-------- EXCERPT TO READ --------
On one end of the spectrum: "Why are you supporting Iranians?" — usually from accounts that had been my German followers for years, reading the embassy repost as evidence that I'd taken a side. I hadn't. The clip was a joke about Trump, and a joke about Trump from a German satirist is the single most culturally unremarkable thing a German satirist can do. I'd been making Trump jokes across both his presidencies. Now suddenly I was working for the Ayatollah, at least according to some of the accounts that had followed me for years. I've served and walked away from half a dozen audiences in twenty years; it's not the first time a bubble has turned. Still, there's something very 2026 about your own community suddenly trying to assign you a foreign policy.
On the other end, kinder: "This is awesome. You are messing with world politics. What if Snicklink brings world peace? :))" — that's a real comment someone left. What if Snicklink brings world peace. Nobody with world-peace ambitions survives a compliment like that with their ego intact. I didn't either. I screenshotted it. I'm keeping it.
In the middle, honest: people arguing about the synth-pop aesthetic, people arguing about the octave I chose for the vocal, people arguing about the DX7's missing button, people arguing with each other about whether the clip was pro-Trump or anti-Trump, people arguing about whether the clip was pro-Iran or anti-Iran. And nearly everyone — this is the thing I want you to notice — laughing together in the same thread even when they disagreed. Pro-Trump accounts laughing at a Trump clip. Anti-Trump accounts laughing at the same Trump clip. Iran-sympathetic accounts laughing. Israel-sympathetic accounts laughing. A thing that is funny across tribal lines is a thing that is doing something tribal lines usually prevent. That's a chapter later in this book too. Hold the thought.
What it actually feels like
I want to close this chapter with the thing I actually feel, because everything else in this book will earn more ground if you understand the emotional register for me in the middle of all of it.
People stole the clip. Dozens of accounts re-uploaded it to their own channels, stripped the logo, monetized the views. Some of them sold merchandise with my song on it. Some of them put it on Spotify under their own name. One of them claimed to have produced it. This is standard for any viral clip in the AI era, and I am not going to spend pages complaining about it.
Here is how I feel about it, word for word, the way I've said it to myself:
The same force that pushes your stuff and gives you access to global reach can also take stuff from you. That's just the deal.
-------- DATA --------
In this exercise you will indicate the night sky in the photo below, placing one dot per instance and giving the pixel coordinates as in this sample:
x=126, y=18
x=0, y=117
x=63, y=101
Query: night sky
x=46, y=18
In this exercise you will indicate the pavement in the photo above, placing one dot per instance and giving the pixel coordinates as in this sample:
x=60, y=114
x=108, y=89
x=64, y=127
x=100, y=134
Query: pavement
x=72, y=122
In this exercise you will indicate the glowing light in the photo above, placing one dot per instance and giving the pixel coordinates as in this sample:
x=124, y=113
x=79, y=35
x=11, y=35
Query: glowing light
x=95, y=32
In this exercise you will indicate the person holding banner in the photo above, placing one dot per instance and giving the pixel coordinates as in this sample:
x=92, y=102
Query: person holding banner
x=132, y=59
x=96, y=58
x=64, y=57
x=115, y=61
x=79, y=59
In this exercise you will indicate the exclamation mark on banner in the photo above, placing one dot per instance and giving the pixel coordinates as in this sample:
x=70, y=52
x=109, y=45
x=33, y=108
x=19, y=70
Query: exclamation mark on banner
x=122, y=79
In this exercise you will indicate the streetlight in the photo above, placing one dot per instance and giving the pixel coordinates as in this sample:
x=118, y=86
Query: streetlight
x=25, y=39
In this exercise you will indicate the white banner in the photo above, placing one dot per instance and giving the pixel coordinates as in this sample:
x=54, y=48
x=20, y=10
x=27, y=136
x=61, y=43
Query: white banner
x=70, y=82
--------
-------- DATA --------
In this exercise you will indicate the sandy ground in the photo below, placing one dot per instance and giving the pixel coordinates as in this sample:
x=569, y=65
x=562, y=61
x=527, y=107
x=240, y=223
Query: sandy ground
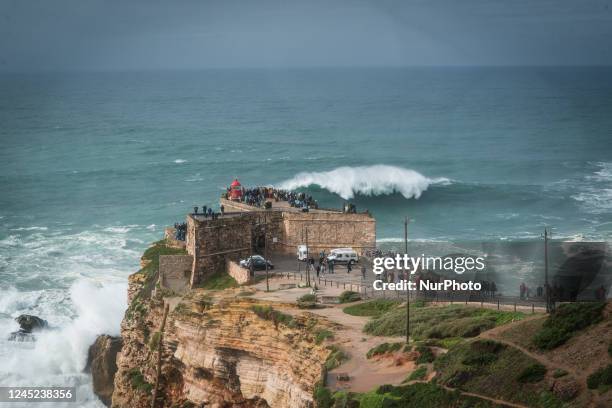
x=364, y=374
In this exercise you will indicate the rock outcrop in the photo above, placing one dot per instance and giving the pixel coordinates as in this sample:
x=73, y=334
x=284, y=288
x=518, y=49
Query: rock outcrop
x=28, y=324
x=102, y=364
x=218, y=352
--------
-------- DATA --------
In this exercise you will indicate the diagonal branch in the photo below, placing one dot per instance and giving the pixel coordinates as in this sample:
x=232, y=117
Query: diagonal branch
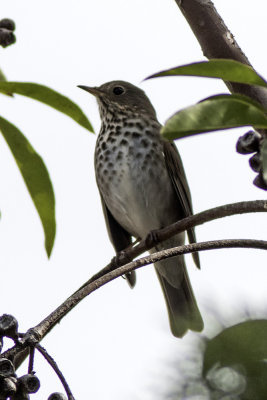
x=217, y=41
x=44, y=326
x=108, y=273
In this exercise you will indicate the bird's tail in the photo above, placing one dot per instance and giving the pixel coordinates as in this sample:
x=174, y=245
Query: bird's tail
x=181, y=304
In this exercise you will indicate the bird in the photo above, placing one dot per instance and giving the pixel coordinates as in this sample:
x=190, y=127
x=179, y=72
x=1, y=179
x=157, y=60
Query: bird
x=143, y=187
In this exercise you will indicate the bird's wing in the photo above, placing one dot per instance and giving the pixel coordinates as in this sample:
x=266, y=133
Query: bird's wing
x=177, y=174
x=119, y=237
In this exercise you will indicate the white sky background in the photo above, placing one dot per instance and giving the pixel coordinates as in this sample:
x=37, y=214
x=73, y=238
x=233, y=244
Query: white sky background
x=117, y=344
--------
**PROBLEM:** In the excerpt about the viral clip's reception, what did people in the middle argue about? List every topic it names.

**TASK OUTPUT:**
- The synth-pop aesthetic
- The octave chosen for the vocal
- The DX7's missing button
- Whether the clip was pro-Trump or anti-Trump
- Whether the clip was pro-Iran or anti-Iran